_Short exercise_
Reproduce the data verbatim, starting at the line with "Target: girl in red jacket" and continuing through the final line of the data.

_The records_
* * * * * * * * *

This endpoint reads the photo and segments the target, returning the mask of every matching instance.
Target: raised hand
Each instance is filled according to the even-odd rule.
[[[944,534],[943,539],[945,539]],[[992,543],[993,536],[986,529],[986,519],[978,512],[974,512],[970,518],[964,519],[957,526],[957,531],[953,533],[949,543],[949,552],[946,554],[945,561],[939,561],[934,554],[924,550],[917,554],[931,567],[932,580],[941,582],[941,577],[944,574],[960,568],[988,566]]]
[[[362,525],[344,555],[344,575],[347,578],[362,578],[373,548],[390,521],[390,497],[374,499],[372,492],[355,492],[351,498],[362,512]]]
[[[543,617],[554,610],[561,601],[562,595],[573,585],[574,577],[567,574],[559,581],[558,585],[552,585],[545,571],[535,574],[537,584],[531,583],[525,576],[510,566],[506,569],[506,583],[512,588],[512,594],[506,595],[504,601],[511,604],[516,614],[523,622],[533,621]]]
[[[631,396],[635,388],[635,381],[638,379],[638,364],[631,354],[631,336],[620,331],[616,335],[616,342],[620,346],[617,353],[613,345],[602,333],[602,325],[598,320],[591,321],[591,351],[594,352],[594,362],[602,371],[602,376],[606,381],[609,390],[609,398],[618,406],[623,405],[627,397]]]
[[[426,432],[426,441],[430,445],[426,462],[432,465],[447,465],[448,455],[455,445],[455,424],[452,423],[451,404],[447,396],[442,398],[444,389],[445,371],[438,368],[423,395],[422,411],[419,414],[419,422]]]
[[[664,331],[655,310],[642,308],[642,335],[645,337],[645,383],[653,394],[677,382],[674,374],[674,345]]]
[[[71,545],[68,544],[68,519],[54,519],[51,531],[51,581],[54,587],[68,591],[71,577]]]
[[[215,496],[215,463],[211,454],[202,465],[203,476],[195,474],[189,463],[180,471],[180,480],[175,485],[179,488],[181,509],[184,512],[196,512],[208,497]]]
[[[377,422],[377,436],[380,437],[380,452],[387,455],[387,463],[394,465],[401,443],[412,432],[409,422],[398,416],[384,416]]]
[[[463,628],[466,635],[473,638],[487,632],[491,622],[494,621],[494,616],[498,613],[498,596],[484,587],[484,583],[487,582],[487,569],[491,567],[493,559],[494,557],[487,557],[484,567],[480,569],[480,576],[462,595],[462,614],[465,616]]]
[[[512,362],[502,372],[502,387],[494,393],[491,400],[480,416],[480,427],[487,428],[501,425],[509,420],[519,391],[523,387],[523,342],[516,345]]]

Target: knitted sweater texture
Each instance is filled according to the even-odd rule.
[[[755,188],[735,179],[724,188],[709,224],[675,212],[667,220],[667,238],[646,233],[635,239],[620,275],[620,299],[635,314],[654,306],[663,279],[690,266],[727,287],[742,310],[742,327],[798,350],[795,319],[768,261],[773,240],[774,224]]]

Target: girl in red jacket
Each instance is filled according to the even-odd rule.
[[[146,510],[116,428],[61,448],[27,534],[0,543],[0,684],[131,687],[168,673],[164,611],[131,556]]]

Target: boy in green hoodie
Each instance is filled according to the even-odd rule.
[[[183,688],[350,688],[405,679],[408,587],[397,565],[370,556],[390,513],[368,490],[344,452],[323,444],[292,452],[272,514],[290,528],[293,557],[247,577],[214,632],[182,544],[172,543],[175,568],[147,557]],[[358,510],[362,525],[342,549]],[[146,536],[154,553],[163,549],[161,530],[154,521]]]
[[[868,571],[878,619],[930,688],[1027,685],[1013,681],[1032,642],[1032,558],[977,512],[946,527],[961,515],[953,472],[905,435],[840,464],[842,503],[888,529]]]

* * * * * * * * *

_Output of the task_
Target: girl in red jacket
Each instance is filled according to the even-odd rule.
[[[146,510],[116,428],[61,448],[27,534],[0,543],[0,684],[131,687],[168,673],[164,611],[131,556]]]

Target: boy in green hoodie
Each instance is filled according to the even-odd rule.
[[[183,688],[350,688],[405,679],[408,587],[397,565],[370,556],[390,513],[368,490],[344,452],[323,444],[292,452],[272,514],[290,528],[293,557],[247,577],[214,632],[182,544],[172,543],[175,568],[147,557]],[[358,510],[362,525],[342,549]],[[146,536],[154,553],[163,549],[161,530],[154,521]]]
[[[868,571],[878,619],[930,688],[1027,685],[1013,681],[1032,642],[1032,558],[977,512],[946,527],[961,515],[953,472],[905,435],[840,464],[842,503],[888,529]]]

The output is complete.